- [STATED GOAL]: Copy out the lines of the listing below, starting with the line containing "I bet you can find the woman's face here." and ending with the line containing "0;0;865;400", both included. Leave the pictures out of your answer.
-- START EXERCISE MATERIAL --
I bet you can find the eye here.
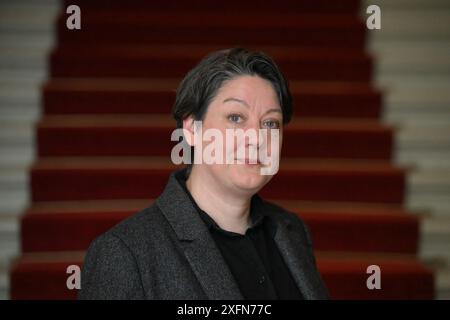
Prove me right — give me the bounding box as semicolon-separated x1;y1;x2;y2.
228;114;243;123
263;120;280;129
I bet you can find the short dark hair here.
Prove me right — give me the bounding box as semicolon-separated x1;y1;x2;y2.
173;48;293;128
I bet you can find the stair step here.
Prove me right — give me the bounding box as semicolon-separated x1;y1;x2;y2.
43;78;381;118
22;200;419;253
37;115;392;160
69;0;359;13
11;252;434;299
51;45;372;82
31;157;405;203
58;10;366;48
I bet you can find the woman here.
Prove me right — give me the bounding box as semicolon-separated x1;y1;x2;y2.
79;48;328;299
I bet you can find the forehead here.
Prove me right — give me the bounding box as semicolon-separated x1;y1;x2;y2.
217;75;279;107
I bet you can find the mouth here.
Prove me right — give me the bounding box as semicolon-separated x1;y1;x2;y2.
235;159;261;166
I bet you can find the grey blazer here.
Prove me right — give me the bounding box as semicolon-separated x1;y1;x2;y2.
78;171;328;299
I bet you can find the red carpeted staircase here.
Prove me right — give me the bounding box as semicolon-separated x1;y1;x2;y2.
11;0;434;299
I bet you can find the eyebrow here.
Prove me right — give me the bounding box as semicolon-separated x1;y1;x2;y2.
223;98;283;115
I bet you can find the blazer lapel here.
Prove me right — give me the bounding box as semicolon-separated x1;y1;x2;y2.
274;221;322;300
156;171;243;300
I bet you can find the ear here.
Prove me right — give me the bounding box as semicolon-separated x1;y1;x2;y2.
183;115;195;147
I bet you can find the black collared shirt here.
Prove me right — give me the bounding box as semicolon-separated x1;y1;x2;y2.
178;172;303;300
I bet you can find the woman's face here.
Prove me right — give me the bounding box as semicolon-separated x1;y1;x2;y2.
191;76;283;195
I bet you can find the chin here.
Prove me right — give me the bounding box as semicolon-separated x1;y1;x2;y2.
230;165;272;193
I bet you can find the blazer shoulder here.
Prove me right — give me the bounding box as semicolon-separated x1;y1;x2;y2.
262;200;313;247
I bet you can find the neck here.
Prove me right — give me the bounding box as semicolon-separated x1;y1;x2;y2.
186;166;251;234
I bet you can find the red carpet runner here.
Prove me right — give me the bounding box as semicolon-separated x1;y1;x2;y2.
11;0;433;299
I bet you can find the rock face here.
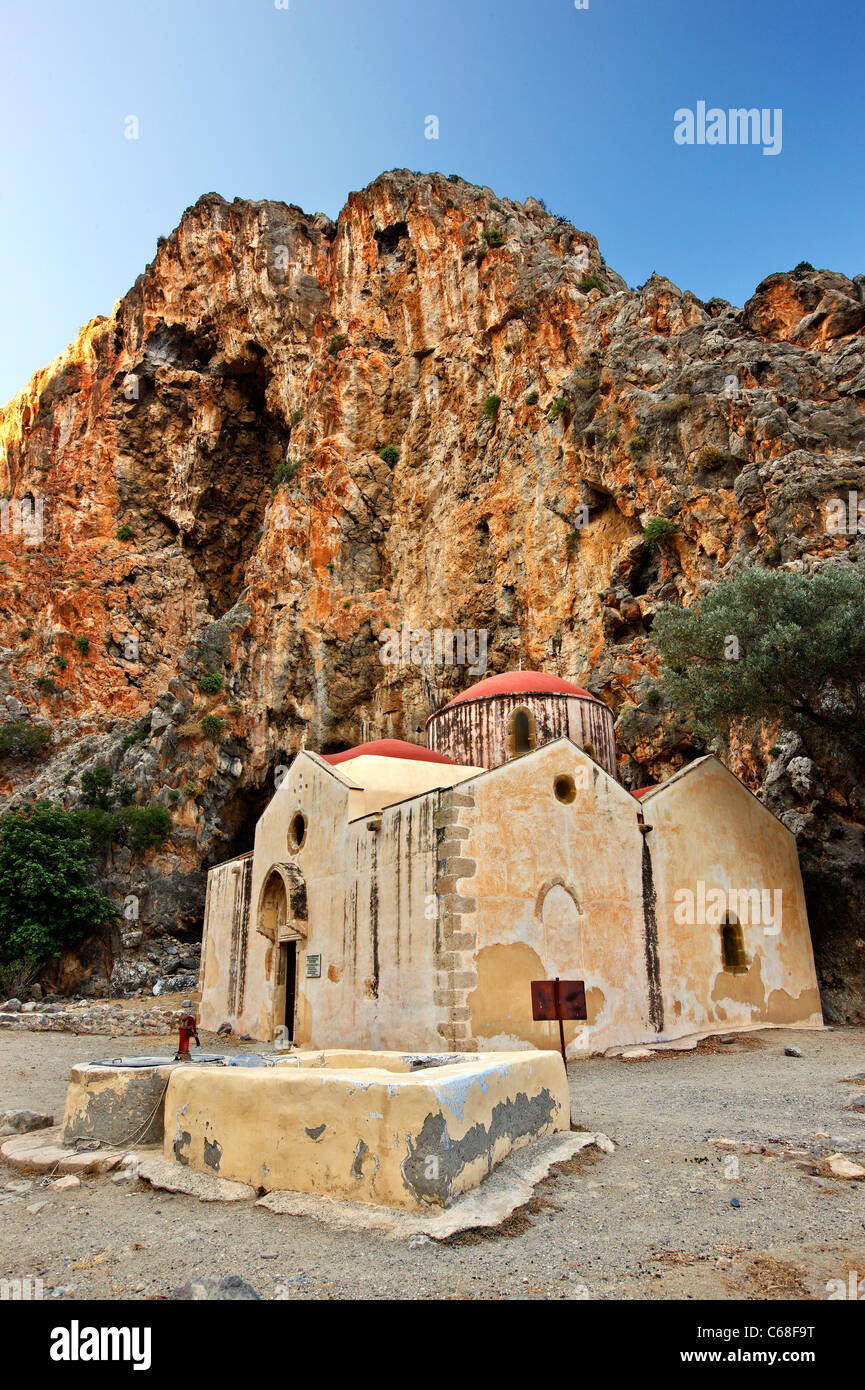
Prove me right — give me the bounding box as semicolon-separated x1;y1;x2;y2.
0;171;865;1019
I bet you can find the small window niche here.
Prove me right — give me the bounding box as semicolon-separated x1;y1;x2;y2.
720;917;748;974
509;706;538;758
288;810;306;855
552;773;577;806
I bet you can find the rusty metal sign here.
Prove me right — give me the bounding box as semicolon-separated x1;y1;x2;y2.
531;979;588;1023
531;976;588;1070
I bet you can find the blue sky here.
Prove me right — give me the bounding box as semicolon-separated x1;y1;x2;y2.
0;0;865;400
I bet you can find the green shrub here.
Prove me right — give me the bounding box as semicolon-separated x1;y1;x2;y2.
-- END EXERCISE MATERIAL --
- [SOLUTION TO THIS PROBLEM]:
I bet you can find the woman's face here.
Prove me right — give me the bounding box as semicolon-separated x1;y1;x2;y2.
191;76;283;195
I bet you can find the chin here.
Prove me right — give me the bounding box as semicolon-separated x1;y1;x2;y2.
230;165;272;193
I bet you can find the blazer shoulder here.
Prove me right — give me the bounding box as semicolon-separated x1;y1;x2;y2.
262;200;313;247
I bet you can find the neck here.
Prove me right — give me the bounding box as semicolon-separated x1;y1;x2;y2.
186;166;251;234
I bet you can find the red carpet runner here.
Prove me right — give me the bounding box as semicolon-separated x1;y1;x2;y2.
11;0;433;299
I bet you can find the rock face here.
Prove me right — give me the bounding box as semicolon-separated x1;y1;x2;y2.
0;171;865;1019
I bet you can find the small window niche here.
Prove me right — give me the bounding box as semicolon-separated x1;y1;x2;y2.
720;917;748;974
509;706;538;758
288;810;306;855
552;773;577;806
I bet you can find the rusty metal sign here.
Prove me right — give me the bounding box as semicolon-separated x1;y1;x2;y2.
531;979;588;1023
531;976;588;1070
I bet you can find the blue sky here.
Prove me right — give me the bounding box as semicolon-separated x1;y1;x2;y2.
0;0;865;400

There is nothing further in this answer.